# INSTRUCTIONS TO FOLLOW
Copy out the line that contains "of the bare" and the lines after it through the final one in the entries below, exactly, with no other lines.

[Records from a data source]
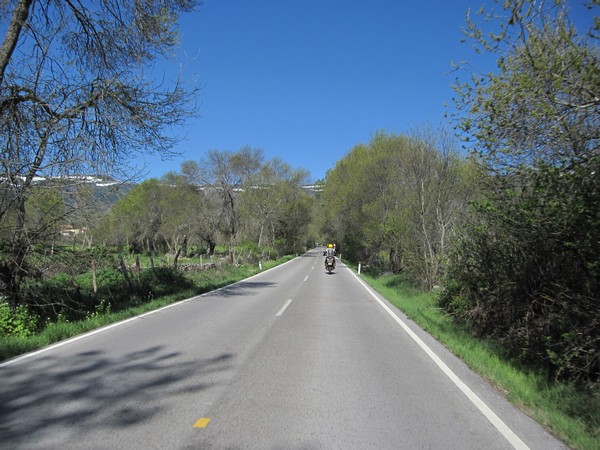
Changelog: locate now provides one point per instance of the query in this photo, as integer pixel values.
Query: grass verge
(204, 281)
(571, 414)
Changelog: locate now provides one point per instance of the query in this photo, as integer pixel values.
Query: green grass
(571, 414)
(204, 281)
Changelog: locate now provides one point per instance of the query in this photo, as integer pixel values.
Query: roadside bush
(526, 272)
(18, 321)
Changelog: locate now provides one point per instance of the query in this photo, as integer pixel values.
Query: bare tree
(74, 99)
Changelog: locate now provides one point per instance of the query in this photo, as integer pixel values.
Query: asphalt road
(293, 358)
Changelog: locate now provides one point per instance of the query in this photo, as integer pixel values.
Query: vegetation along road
(290, 358)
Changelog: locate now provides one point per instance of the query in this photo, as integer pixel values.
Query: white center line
(281, 311)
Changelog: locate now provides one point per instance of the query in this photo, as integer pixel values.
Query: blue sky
(305, 81)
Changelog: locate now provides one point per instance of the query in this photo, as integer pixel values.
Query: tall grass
(569, 412)
(204, 281)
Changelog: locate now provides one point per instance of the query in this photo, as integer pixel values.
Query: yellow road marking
(202, 422)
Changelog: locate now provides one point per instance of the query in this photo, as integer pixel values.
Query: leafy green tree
(273, 206)
(74, 99)
(526, 269)
(225, 174)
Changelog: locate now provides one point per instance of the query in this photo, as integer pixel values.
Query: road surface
(293, 358)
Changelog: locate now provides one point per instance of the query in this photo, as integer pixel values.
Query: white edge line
(284, 307)
(510, 435)
(123, 322)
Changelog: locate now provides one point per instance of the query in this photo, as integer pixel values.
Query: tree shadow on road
(90, 391)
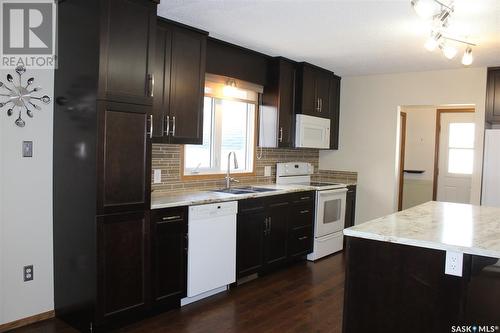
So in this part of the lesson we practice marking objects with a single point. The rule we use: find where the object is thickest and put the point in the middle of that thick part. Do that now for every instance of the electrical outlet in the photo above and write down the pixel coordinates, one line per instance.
(157, 176)
(453, 263)
(267, 171)
(27, 148)
(28, 273)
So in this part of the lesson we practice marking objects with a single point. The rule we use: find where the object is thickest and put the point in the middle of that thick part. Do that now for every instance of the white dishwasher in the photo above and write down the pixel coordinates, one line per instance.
(211, 249)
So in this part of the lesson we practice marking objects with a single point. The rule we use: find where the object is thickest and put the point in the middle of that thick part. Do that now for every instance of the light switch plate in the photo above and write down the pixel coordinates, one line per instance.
(267, 171)
(157, 176)
(453, 263)
(27, 148)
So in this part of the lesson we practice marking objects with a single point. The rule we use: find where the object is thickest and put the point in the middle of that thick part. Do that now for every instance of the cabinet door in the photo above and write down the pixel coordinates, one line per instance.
(276, 236)
(323, 79)
(122, 257)
(127, 44)
(350, 208)
(493, 96)
(249, 237)
(187, 86)
(122, 158)
(169, 255)
(309, 103)
(286, 115)
(334, 106)
(161, 92)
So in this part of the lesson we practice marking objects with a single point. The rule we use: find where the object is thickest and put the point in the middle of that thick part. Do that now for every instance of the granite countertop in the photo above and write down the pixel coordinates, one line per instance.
(166, 200)
(438, 225)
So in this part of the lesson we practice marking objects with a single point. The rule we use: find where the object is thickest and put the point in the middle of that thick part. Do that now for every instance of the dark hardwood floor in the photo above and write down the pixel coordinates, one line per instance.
(307, 297)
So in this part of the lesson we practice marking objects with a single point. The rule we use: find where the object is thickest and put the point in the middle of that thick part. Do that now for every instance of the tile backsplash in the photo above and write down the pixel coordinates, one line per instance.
(168, 159)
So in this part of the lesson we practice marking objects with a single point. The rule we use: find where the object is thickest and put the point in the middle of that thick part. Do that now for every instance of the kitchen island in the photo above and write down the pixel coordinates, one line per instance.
(395, 271)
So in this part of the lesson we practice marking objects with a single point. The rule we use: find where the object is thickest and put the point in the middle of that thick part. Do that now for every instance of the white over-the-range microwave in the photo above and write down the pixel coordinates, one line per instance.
(310, 132)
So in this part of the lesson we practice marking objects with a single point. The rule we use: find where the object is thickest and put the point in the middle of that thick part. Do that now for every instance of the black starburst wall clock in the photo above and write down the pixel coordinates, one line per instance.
(19, 97)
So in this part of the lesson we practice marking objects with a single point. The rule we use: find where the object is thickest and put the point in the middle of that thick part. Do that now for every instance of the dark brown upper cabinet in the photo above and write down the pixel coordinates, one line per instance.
(334, 104)
(279, 100)
(493, 96)
(180, 58)
(127, 49)
(313, 91)
(123, 163)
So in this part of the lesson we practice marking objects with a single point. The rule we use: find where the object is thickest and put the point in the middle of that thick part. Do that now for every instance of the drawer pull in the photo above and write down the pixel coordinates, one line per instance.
(169, 218)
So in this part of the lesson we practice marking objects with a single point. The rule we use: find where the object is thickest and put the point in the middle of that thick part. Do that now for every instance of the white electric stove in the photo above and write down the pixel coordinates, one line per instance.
(329, 208)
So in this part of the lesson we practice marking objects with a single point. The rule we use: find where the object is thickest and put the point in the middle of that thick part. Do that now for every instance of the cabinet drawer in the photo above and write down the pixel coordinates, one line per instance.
(169, 214)
(303, 197)
(302, 216)
(250, 206)
(300, 241)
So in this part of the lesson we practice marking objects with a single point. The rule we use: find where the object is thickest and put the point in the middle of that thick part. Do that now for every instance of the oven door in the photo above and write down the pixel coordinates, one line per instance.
(330, 211)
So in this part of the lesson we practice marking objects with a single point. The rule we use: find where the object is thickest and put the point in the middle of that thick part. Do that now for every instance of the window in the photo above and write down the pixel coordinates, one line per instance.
(228, 125)
(461, 148)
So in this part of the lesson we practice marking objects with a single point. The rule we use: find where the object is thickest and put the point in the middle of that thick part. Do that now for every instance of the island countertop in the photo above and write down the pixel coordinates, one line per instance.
(444, 226)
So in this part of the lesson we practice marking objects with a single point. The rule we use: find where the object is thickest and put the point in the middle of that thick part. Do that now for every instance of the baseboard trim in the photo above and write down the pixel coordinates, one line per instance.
(26, 321)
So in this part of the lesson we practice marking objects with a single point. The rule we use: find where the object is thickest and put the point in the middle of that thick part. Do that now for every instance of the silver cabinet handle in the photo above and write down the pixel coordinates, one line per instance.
(150, 133)
(151, 84)
(167, 132)
(169, 218)
(173, 126)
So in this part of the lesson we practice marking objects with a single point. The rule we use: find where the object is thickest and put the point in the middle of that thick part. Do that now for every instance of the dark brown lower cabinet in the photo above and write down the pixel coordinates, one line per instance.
(273, 231)
(401, 288)
(123, 265)
(169, 254)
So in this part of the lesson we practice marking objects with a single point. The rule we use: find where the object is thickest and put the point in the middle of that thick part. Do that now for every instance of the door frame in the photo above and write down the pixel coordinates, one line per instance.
(439, 112)
(402, 151)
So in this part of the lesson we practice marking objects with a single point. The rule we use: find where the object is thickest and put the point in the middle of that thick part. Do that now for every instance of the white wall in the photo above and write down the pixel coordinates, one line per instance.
(26, 209)
(369, 126)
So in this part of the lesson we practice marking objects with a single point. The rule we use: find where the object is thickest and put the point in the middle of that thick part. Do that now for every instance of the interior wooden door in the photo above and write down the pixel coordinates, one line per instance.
(187, 86)
(456, 157)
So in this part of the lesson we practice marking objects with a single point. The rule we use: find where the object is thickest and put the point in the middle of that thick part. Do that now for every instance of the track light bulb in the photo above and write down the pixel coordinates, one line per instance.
(449, 52)
(467, 58)
(424, 8)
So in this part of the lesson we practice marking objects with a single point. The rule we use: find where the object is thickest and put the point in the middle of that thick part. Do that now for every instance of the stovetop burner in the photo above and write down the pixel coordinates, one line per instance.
(319, 184)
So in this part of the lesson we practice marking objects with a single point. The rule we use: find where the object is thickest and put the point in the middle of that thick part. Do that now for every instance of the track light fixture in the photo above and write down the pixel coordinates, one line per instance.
(440, 13)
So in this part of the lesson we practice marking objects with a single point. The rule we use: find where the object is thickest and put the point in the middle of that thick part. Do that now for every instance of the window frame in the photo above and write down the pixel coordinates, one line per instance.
(221, 175)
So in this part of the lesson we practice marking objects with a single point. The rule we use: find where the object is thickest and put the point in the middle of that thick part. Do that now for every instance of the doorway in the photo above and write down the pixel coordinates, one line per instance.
(454, 155)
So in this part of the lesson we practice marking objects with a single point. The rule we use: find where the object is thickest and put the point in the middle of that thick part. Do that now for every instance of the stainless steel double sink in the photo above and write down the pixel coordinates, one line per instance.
(245, 190)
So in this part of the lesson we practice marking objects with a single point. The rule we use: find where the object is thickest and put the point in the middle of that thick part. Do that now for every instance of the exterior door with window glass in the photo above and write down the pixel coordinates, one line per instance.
(456, 157)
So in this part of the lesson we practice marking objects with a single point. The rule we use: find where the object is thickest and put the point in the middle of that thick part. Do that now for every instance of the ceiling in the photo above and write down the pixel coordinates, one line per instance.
(349, 37)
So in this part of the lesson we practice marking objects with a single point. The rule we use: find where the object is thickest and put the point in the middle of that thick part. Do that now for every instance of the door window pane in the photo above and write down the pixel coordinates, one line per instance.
(461, 135)
(460, 161)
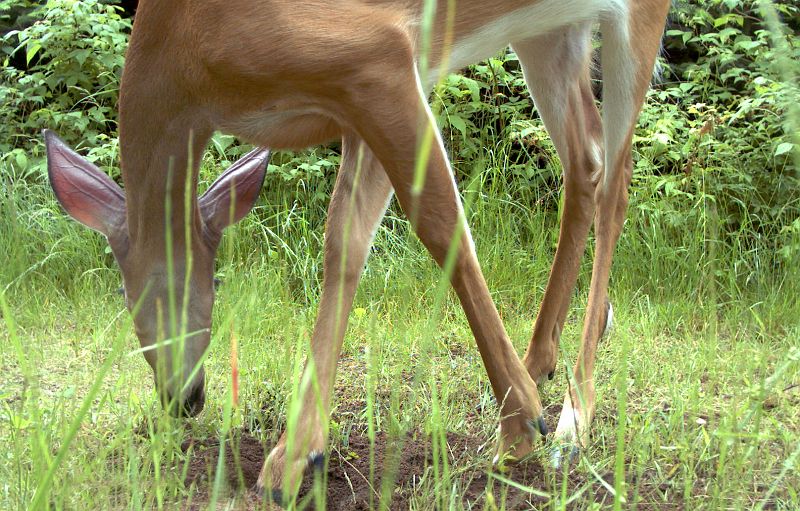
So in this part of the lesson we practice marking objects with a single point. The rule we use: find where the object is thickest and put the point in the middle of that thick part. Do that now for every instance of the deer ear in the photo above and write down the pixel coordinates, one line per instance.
(85, 192)
(234, 193)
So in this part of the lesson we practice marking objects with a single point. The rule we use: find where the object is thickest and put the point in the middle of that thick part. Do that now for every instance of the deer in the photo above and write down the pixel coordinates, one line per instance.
(288, 75)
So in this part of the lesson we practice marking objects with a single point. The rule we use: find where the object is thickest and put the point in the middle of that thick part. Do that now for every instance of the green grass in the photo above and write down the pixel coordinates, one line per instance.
(698, 397)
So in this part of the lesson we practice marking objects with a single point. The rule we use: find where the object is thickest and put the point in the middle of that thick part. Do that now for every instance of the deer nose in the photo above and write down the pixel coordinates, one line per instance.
(191, 405)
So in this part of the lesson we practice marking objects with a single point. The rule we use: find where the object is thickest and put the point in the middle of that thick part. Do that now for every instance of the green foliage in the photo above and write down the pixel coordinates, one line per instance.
(716, 150)
(74, 55)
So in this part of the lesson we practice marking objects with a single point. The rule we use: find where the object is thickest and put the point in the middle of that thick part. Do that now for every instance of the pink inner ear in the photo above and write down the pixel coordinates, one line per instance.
(241, 183)
(85, 192)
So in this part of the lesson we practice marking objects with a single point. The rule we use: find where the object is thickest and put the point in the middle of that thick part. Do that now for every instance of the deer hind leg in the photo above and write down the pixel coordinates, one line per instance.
(359, 200)
(627, 71)
(556, 69)
(392, 114)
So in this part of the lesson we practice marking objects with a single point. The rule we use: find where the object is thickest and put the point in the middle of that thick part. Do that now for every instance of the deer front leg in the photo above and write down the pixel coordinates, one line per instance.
(359, 201)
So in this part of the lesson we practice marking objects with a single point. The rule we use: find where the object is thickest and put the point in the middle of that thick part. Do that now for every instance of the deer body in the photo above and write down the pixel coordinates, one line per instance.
(286, 74)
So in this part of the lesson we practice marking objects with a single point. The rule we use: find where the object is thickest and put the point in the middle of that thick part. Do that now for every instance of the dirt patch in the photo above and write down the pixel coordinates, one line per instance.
(407, 462)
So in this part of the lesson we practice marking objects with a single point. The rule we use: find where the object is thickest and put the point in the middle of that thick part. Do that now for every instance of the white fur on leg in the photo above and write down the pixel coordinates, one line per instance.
(609, 320)
(567, 437)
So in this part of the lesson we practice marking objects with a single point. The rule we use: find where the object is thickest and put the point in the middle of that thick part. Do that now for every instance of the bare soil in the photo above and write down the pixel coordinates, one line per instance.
(347, 475)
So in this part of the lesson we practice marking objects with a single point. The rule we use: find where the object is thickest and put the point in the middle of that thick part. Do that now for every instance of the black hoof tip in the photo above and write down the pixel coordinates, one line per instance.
(317, 460)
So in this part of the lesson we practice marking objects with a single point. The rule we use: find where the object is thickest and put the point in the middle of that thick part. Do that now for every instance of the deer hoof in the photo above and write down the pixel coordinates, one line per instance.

# SOLUTION TO THE PROBLEM
So in this part of the lesson we practice marking objects with a single point. The rule we use: find where the object is thickest and put the point in the middle of that thick part. Do that now for every instance of the bare soil in the photo above and write down the pixel coordinates, one line per instance.
(347, 475)
So in this part of the lesson we practice marking objects with a single point. The rule we use: find where the object is thickest and put the point in the middle of that thick part. Do that now for every instance of the black hoof tip in the photo above and write down the pixel coordinates, one line per instance.
(317, 460)
So in this part of the lesson we practice marking objects with a single point. The rule we use: find where the object is thickest and put the point in the middle of that thick part. Do that now for every instance of the deer hoof in the photo above and write down the pixel coordinates, one line per instance.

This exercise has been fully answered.